WORK ORDER: Everything in the records must be copied exactly, apart from the pictures.

TASK INPUTS:
"""
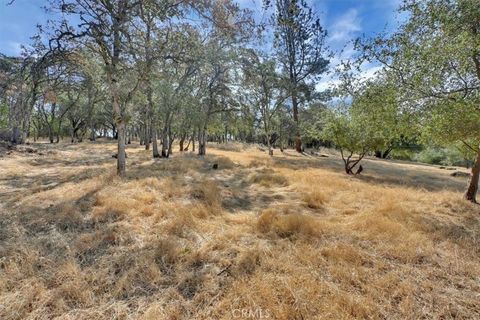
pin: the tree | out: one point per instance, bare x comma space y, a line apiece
301, 50
265, 91
435, 60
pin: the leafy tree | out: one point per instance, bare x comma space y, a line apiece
301, 50
435, 60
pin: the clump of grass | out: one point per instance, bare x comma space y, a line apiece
180, 223
248, 262
209, 194
223, 163
268, 178
288, 225
315, 199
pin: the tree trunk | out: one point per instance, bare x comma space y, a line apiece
471, 193
202, 142
147, 138
182, 141
121, 165
165, 144
154, 143
298, 138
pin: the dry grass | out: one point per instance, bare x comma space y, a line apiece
288, 237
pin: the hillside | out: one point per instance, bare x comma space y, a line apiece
287, 237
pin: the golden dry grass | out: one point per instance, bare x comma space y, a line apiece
287, 237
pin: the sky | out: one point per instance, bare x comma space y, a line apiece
344, 21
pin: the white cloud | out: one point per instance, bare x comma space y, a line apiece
345, 27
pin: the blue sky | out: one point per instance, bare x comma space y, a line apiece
343, 19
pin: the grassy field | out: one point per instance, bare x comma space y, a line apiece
287, 237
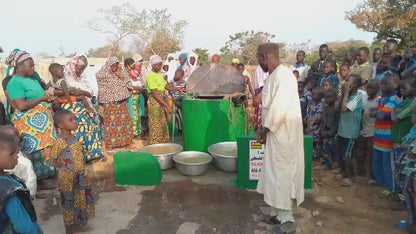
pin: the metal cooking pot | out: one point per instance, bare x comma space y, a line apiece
192, 169
165, 160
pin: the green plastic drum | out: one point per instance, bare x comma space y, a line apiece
209, 121
136, 169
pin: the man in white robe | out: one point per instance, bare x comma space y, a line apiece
282, 175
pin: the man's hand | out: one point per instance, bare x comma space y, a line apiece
261, 135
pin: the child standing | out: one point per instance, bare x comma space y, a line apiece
329, 128
249, 87
329, 74
349, 126
408, 166
383, 144
58, 82
24, 168
402, 118
303, 102
17, 214
384, 67
74, 183
344, 72
313, 120
365, 144
328, 85
180, 83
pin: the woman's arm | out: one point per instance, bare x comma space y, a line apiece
22, 104
170, 87
159, 99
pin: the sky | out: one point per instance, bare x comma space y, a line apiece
47, 25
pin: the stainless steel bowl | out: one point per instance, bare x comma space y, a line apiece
224, 162
192, 169
165, 160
"""
ANSWER TO THIS EXERCISE:
pin: the tree | out: one point per instance, bare x comma space y, a line apiece
301, 50
265, 91
435, 60
pin: the leafy tree | out: one point per instance, bare x comma space y, a line apiece
301, 50
435, 60
pin: the clump of grass | out: one point per instance, bare x comma space y, a line apiece
180, 223
248, 262
209, 194
223, 163
268, 178
288, 225
315, 199
pin: the tree trunk | out: one point per instance, bare x comma space y, a line apiece
471, 193
202, 142
147, 138
182, 141
121, 165
165, 144
154, 143
298, 138
pin: the dry grass | out: one point per instance, bare x comma space y, a line apiece
288, 237
pin: the hillside | out: one point per instance, bare x comma space y, a line apiece
287, 237
pin: the golden dry grass | out: one point per instance, bare x comma space y, a line apiece
287, 237
pin: the sky | out: one point per instance, bare x comma space y, a line apiece
344, 21
pin: the white cloud | out: one point per instance, bare x comma space y, a line apiece
345, 27
pin: the blue sky | out: one point per instance, bare x comma space y, a line apiece
343, 19
pin: the grassy field | out: one point per instance, bare x comma space y, a line apiece
287, 237
pin: the metal cooking pot | out: one point per instance, bare x comma space y, a line apiece
192, 169
165, 160
pin: the green plastic drum | out: one point per instance, bare x comma space y, a line apiece
209, 121
136, 169
pin: the man in white robe | out: one point per instance, bare x comma space y, a line apiece
282, 175
pin: the man's hand | out: one point per instance, bare x comma space y, a line apiece
261, 135
pin: the child standing | out: one point per instance, bare x comma space y, a line apiece
329, 128
249, 87
329, 74
349, 126
408, 166
383, 144
58, 82
24, 168
402, 118
303, 102
17, 214
384, 67
74, 183
344, 72
313, 120
365, 144
328, 85
180, 83
pin: the woman's arm | out: one point per instance, bare x comma space y, a line apiece
22, 104
170, 87
159, 99
pin: the sky | out: one point per instance, bare x comma space y, a line apiece
47, 25
pin: the stainless steel bowl | out: one point per instance, bare x comma space y, a line apiece
224, 162
192, 169
165, 160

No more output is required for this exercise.